--- start EXCERPTED DATA ---

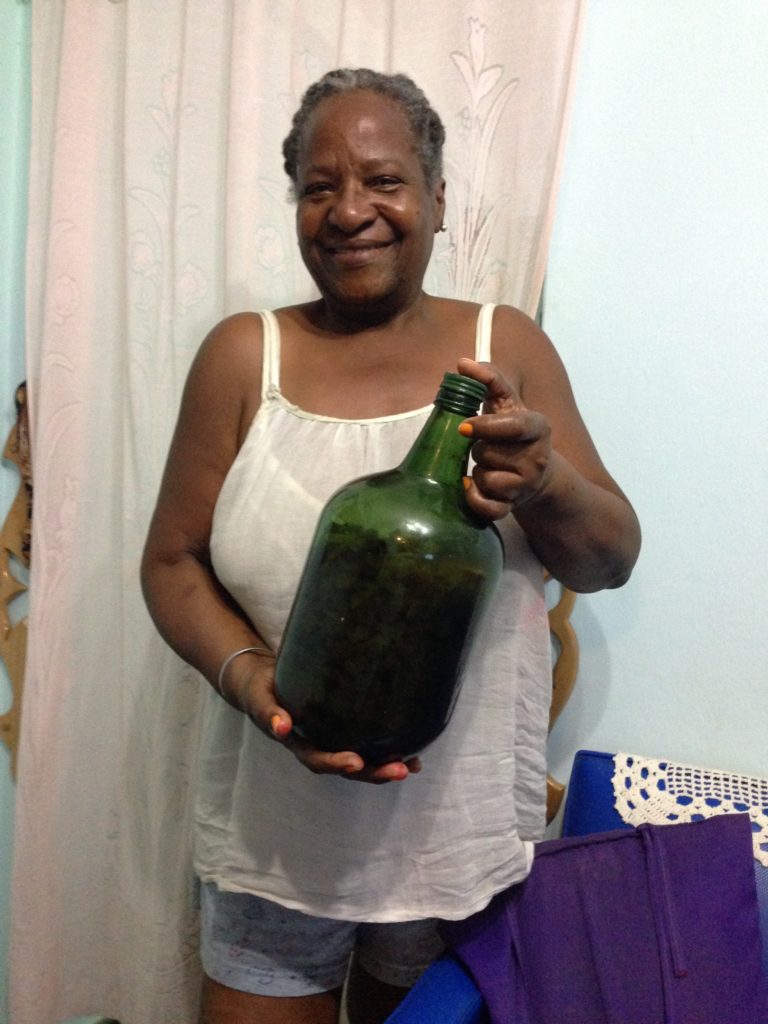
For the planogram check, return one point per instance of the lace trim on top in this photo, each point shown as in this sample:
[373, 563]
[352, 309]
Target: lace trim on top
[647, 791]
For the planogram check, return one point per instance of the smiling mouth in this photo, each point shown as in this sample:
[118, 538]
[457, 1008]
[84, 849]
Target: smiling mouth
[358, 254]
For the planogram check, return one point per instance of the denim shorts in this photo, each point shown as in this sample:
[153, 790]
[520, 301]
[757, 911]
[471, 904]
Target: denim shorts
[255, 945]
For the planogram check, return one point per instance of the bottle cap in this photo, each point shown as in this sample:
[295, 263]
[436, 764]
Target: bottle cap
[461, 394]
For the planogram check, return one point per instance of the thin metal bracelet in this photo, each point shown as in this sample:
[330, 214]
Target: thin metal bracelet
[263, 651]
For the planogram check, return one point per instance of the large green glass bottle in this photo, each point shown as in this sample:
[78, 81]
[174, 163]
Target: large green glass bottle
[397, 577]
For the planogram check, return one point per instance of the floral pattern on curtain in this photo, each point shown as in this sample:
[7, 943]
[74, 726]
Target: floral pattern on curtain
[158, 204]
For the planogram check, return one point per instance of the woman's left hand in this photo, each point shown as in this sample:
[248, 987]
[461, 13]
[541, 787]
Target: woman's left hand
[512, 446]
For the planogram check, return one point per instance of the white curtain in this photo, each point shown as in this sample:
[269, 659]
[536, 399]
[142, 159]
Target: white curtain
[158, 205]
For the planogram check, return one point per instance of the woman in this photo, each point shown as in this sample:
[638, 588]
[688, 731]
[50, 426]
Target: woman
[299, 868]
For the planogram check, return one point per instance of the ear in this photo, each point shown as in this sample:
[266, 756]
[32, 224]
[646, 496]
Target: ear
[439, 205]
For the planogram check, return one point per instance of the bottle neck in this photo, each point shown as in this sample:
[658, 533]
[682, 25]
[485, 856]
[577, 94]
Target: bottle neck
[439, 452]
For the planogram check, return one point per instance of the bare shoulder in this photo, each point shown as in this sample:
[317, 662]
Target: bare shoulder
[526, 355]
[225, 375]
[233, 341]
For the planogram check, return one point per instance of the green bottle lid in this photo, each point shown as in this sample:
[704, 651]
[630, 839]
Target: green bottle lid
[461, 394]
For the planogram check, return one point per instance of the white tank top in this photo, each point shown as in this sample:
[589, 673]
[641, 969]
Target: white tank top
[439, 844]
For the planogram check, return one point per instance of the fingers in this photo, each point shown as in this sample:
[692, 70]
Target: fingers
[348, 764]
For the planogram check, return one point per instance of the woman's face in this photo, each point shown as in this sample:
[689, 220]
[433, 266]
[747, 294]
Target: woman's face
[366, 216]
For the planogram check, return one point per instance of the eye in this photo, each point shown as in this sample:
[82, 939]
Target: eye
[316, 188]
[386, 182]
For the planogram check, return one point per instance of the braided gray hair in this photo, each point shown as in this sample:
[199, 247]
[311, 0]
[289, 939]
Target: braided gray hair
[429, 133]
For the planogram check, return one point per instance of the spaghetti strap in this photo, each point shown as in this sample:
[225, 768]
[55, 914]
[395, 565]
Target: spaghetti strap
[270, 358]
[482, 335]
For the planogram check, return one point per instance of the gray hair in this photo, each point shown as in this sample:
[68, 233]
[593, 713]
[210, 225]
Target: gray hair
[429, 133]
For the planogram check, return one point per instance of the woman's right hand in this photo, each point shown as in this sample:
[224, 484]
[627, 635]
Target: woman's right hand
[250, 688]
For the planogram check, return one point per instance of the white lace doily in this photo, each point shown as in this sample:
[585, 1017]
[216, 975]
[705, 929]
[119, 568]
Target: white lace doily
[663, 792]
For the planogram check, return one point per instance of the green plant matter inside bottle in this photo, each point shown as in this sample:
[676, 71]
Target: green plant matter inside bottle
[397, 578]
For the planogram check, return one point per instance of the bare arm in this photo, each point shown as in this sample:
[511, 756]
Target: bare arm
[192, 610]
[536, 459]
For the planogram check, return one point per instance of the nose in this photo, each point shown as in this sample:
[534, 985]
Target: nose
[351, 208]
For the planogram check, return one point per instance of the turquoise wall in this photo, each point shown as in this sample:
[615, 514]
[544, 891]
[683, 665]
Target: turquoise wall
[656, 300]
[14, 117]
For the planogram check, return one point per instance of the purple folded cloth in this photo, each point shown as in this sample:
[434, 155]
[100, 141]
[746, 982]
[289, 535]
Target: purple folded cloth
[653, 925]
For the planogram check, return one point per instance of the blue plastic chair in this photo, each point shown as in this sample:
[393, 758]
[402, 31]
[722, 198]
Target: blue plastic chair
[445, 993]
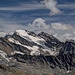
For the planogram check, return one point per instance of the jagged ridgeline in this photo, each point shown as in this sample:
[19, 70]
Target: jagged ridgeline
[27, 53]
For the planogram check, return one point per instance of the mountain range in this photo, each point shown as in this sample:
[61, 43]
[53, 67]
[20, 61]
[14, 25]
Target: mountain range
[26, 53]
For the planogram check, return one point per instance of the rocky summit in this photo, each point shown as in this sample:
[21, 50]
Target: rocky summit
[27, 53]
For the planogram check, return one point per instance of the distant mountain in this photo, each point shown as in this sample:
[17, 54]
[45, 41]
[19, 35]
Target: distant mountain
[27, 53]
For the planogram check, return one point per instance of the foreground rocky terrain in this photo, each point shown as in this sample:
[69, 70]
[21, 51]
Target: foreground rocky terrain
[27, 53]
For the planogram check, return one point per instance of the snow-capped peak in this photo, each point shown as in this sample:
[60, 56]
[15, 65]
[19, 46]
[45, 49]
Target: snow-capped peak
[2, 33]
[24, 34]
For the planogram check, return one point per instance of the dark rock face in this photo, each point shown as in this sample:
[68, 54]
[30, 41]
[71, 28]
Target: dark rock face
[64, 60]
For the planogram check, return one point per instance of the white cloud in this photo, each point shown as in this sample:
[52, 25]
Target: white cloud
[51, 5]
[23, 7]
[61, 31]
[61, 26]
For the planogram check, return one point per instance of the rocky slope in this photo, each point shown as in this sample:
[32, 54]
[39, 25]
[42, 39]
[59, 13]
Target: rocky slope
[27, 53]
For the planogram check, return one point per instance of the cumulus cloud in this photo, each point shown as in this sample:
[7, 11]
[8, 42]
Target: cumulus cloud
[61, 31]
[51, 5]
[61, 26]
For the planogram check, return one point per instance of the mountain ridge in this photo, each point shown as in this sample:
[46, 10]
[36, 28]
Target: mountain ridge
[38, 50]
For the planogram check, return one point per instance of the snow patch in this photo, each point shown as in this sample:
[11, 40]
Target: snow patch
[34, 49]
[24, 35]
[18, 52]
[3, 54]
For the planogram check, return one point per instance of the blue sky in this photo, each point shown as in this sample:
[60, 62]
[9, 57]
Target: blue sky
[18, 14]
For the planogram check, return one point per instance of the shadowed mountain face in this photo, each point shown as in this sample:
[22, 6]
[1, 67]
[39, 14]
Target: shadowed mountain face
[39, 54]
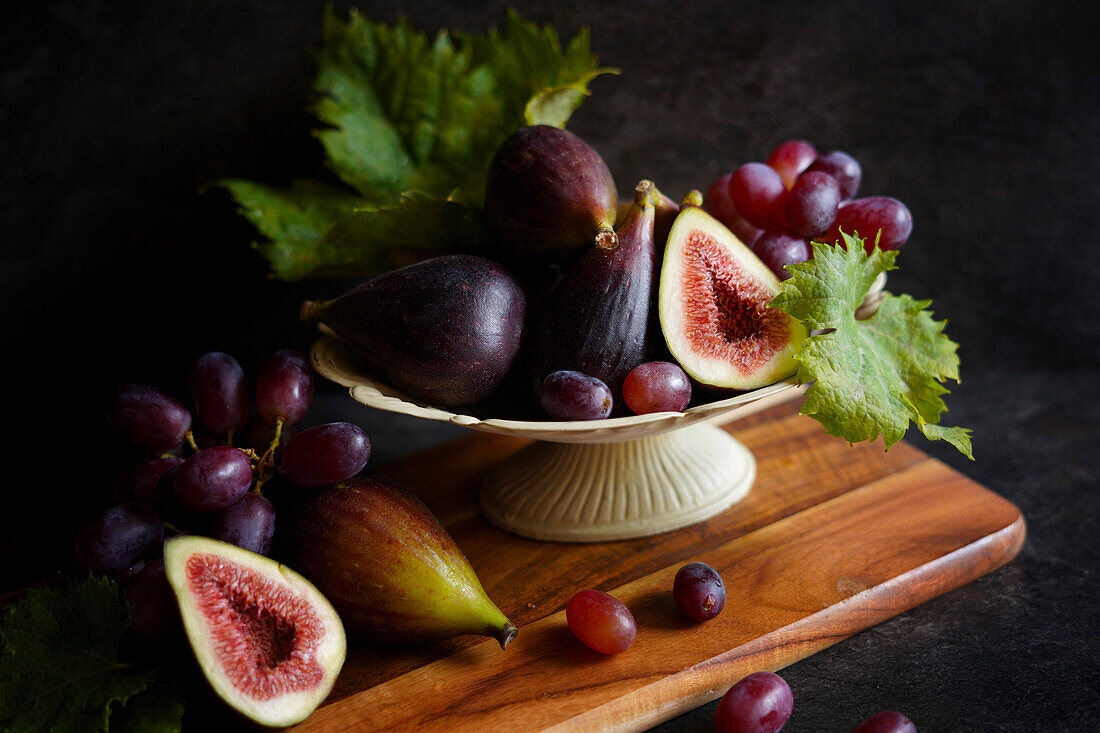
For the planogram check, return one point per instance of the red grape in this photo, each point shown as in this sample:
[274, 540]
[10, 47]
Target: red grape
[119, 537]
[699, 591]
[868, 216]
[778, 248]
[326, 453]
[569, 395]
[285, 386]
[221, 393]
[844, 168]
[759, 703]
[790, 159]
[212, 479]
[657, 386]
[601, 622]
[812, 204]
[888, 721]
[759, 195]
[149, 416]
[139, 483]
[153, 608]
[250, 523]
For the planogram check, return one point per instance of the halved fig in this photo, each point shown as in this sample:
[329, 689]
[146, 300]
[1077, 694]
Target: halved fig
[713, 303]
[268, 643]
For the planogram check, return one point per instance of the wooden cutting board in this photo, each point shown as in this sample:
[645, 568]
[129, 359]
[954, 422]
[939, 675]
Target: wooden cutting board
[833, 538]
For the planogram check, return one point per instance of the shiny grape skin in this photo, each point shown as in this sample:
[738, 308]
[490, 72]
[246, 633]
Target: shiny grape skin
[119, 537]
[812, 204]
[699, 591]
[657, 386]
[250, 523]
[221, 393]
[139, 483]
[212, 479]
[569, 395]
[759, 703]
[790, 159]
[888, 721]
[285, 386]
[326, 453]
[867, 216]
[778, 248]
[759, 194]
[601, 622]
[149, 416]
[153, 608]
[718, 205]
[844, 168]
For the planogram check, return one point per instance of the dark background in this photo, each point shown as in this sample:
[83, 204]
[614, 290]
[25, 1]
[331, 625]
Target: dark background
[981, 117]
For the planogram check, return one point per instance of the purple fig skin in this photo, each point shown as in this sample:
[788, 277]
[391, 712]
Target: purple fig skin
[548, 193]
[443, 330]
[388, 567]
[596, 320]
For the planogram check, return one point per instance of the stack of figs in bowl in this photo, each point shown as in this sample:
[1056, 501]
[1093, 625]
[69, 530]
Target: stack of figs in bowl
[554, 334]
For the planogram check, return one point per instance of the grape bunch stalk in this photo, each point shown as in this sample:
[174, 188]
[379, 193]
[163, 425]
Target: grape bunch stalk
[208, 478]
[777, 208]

--- end EXCERPTED DATA ---

EXERCISE GOAL: Nothing outside the span should appear: transcribe the lines from the one containing "of the halved" through the last line of the records.

FULL OUTPUT:
For the planogram check, return one point per instance of the halved fig in this photo, each point shown as in this sample:
[329, 689]
[146, 300]
[1077, 694]
Target: halved fig
[713, 303]
[268, 643]
For the planogram check, return one point per instance of the wooden cutting board in this photo, each point shown as in this sample:
[645, 568]
[129, 359]
[954, 422]
[939, 675]
Target: wooden cutting board
[833, 538]
For the planogram check, return one point per instance of the shiny grape skin in this photo, each point shown as in this sample:
[738, 308]
[490, 72]
[246, 633]
Target: shiny grape skin
[119, 537]
[812, 204]
[699, 591]
[657, 386]
[250, 523]
[221, 393]
[139, 483]
[212, 479]
[569, 395]
[759, 703]
[790, 159]
[888, 721]
[285, 386]
[326, 453]
[867, 216]
[778, 248]
[759, 194]
[601, 622]
[149, 416]
[153, 608]
[718, 205]
[844, 168]
For the planogram check, return one point per instance of the dark background in this photo, each point shown as in this sample:
[83, 204]
[614, 290]
[25, 1]
[331, 625]
Target: dark background
[981, 117]
For the planogram check, return one point per instance of the purple fig skin in this photo, each point shown as in this sample:
[788, 277]
[391, 712]
Target: purple fig skin
[548, 193]
[443, 330]
[388, 567]
[596, 320]
For the planogram check, return one point per instance of the stack of figs in bowl in this photo, each point shown as in this sample:
[1056, 501]
[1093, 625]
[69, 530]
Target: stack of figs in bowl
[554, 334]
For the planogram check, return one point per instance of the grape bunch stalk in this photo, each point shown as in this sample:
[174, 188]
[379, 193]
[163, 425]
Target: grape bunch stalk
[208, 478]
[777, 208]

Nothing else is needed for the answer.